» **The request**: Omit the images, then print each record below exactly as it reads.

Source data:

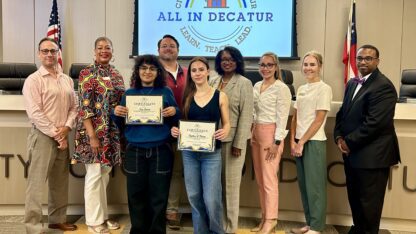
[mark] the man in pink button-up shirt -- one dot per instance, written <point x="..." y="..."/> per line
<point x="51" y="107"/>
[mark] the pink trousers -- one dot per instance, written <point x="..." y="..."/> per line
<point x="266" y="172"/>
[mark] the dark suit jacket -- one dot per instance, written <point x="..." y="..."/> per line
<point x="366" y="123"/>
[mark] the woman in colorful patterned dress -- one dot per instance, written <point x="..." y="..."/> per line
<point x="97" y="139"/>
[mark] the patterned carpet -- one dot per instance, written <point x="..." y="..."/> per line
<point x="14" y="225"/>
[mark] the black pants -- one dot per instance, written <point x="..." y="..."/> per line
<point x="366" y="189"/>
<point x="148" y="178"/>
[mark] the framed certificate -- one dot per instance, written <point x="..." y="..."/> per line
<point x="144" y="109"/>
<point x="196" y="136"/>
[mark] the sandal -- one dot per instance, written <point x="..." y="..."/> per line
<point x="112" y="225"/>
<point x="100" y="229"/>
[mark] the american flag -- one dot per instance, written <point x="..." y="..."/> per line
<point x="350" y="47"/>
<point x="54" y="29"/>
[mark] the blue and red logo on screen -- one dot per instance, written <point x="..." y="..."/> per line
<point x="216" y="3"/>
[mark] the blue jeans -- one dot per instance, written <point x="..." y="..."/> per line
<point x="203" y="186"/>
<point x="148" y="173"/>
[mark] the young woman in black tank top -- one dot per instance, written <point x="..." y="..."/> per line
<point x="203" y="170"/>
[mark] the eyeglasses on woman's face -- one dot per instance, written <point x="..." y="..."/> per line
<point x="145" y="68"/>
<point x="267" y="65"/>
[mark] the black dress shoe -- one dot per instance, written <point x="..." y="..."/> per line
<point x="63" y="226"/>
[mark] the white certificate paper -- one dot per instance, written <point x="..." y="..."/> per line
<point x="196" y="136"/>
<point x="144" y="109"/>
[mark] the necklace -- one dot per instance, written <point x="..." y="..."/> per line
<point x="222" y="81"/>
<point x="204" y="93"/>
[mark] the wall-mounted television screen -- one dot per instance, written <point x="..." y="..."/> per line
<point x="203" y="27"/>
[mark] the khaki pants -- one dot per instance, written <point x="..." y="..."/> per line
<point x="47" y="163"/>
<point x="95" y="193"/>
<point x="266" y="172"/>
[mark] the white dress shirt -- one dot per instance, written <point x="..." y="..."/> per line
<point x="272" y="106"/>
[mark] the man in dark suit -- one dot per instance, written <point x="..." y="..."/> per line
<point x="364" y="132"/>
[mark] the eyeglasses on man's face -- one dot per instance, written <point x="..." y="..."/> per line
<point x="227" y="60"/>
<point x="46" y="51"/>
<point x="168" y="46"/>
<point x="367" y="59"/>
<point x="267" y="65"/>
<point x="146" y="68"/>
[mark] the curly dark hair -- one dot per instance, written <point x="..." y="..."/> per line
<point x="236" y="55"/>
<point x="148" y="59"/>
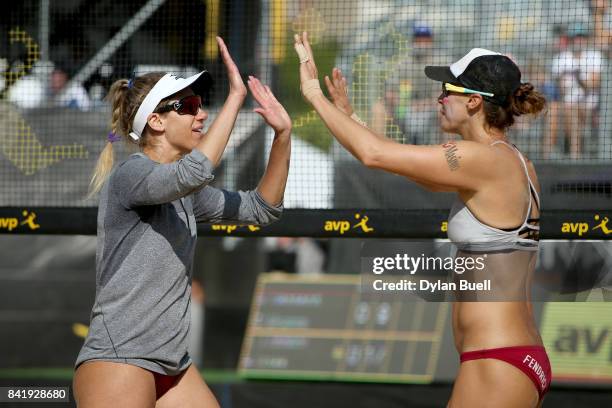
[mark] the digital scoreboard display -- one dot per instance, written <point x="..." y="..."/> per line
<point x="325" y="328"/>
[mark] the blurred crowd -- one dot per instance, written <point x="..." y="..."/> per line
<point x="569" y="65"/>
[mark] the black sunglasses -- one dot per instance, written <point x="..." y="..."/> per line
<point x="189" y="105"/>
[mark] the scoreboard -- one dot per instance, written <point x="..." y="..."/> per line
<point x="326" y="328"/>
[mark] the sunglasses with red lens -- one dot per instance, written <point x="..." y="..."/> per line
<point x="189" y="105"/>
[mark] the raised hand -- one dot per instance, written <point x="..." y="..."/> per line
<point x="270" y="109"/>
<point x="338" y="91"/>
<point x="236" y="85"/>
<point x="308" y="70"/>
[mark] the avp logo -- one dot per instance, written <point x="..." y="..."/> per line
<point x="582" y="228"/>
<point x="13" y="222"/>
<point x="584" y="340"/>
<point x="342" y="226"/>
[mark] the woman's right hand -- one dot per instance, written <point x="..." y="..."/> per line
<point x="237" y="87"/>
<point x="338" y="91"/>
<point x="309" y="78"/>
<point x="270" y="108"/>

» **The reply**:
[mark] the man in pink button-up shirt -- one dot per instance, written <point x="..." y="..."/> per line
<point x="51" y="107"/>
[mark] the pink trousers -- one dot per instance, written <point x="..." y="..."/> per line
<point x="266" y="172"/>
[mark] the dark suit jacket -- one dot per instance, written <point x="..." y="..."/> per line
<point x="366" y="123"/>
[mark] the woman in colorful patterned dress -- one dot per instance, written <point x="..." y="..."/> per line
<point x="97" y="139"/>
[mark] the patterned carpet -- one dot per instance, written <point x="..." y="..."/> per line
<point x="14" y="225"/>
[mark] the black pants -- one dot per instance, written <point x="..." y="..."/> per line
<point x="366" y="189"/>
<point x="148" y="178"/>
[mark] the framed certificate -- one dot per instance, written <point x="..." y="..."/> per line
<point x="144" y="109"/>
<point x="196" y="136"/>
[mark] the sandal -- one dot per instance, written <point x="..." y="..."/> per line
<point x="112" y="225"/>
<point x="100" y="229"/>
[mark] the american flag -- one dot per instance, written <point x="..." y="..."/> per line
<point x="350" y="47"/>
<point x="54" y="29"/>
[mark] the blue and red logo on screen -- one dot per instance, written <point x="..." y="..."/> per line
<point x="216" y="3"/>
[mark] the blue jeans -- one dot per instance, written <point x="..." y="..."/> per line
<point x="203" y="186"/>
<point x="148" y="173"/>
[mark] the young woman in black tank top -- one dot per instance, written <point x="..." y="..."/> per line
<point x="203" y="170"/>
[mark] the eyeglasses on woman's face -- one dot per instance, written <point x="..." y="..."/> per line
<point x="145" y="68"/>
<point x="267" y="65"/>
[mark] the black dress shoe -- one dot per instance, written <point x="..." y="..."/> per line
<point x="63" y="226"/>
[mark] the white certificate paper -- one dot per instance, written <point x="..." y="..."/> per line
<point x="196" y="136"/>
<point x="144" y="109"/>
[mark] the necklace -- one dot per instance, written <point x="..." y="..."/> per line
<point x="222" y="81"/>
<point x="204" y="93"/>
[mark] the wall-mounted television screen -- one dot per instance, written <point x="..." y="..."/> per line
<point x="203" y="27"/>
[mark] the khaki pants -- one dot per instance, written <point x="..." y="..."/> per line
<point x="47" y="163"/>
<point x="95" y="193"/>
<point x="266" y="172"/>
[mark] the white dress shirt -- one dot per instance, written <point x="..." y="..."/> per line
<point x="272" y="106"/>
[mark] the man in dark suit -- one dot per instance, written <point x="..." y="..."/> per line
<point x="364" y="132"/>
[mark] the eyeglasses on man's face -- one dot per instance, written <point x="..." y="..."/> per line
<point x="227" y="60"/>
<point x="46" y="51"/>
<point x="168" y="46"/>
<point x="367" y="59"/>
<point x="267" y="65"/>
<point x="146" y="68"/>
[mark] the curly dark hair -- one dot per instance, written <point x="..." y="..."/> per line
<point x="236" y="55"/>
<point x="148" y="59"/>
[mark] the digital scoreboard display -- one dot per instance, written <point x="..." y="..."/> per line
<point x="325" y="328"/>
[mark] the blurred crowd -- one dot per instance, written <point x="..." y="..."/> per line
<point x="569" y="65"/>
[mark] the black sunglasses -- one dot per instance, written <point x="..." y="..."/> per line
<point x="189" y="105"/>
[mark] the scoreboard -- one dot per instance, written <point x="..." y="..."/> per line
<point x="326" y="328"/>
[mark] the sunglasses with red lens -- one dot per instance, written <point x="..." y="..."/> per line
<point x="189" y="105"/>
[mark] the raised hand -- one dot per instance, written <point x="..." y="..."/> per line
<point x="270" y="109"/>
<point x="338" y="91"/>
<point x="236" y="85"/>
<point x="308" y="70"/>
[mark] the avp logo -- one dot per instance, written <point x="..." y="..."/> per line
<point x="582" y="228"/>
<point x="13" y="222"/>
<point x="584" y="340"/>
<point x="342" y="226"/>
[mark] the woman's right hand -- one dot per instance, written <point x="..." y="..."/> per line
<point x="237" y="87"/>
<point x="338" y="91"/>
<point x="309" y="78"/>
<point x="270" y="108"/>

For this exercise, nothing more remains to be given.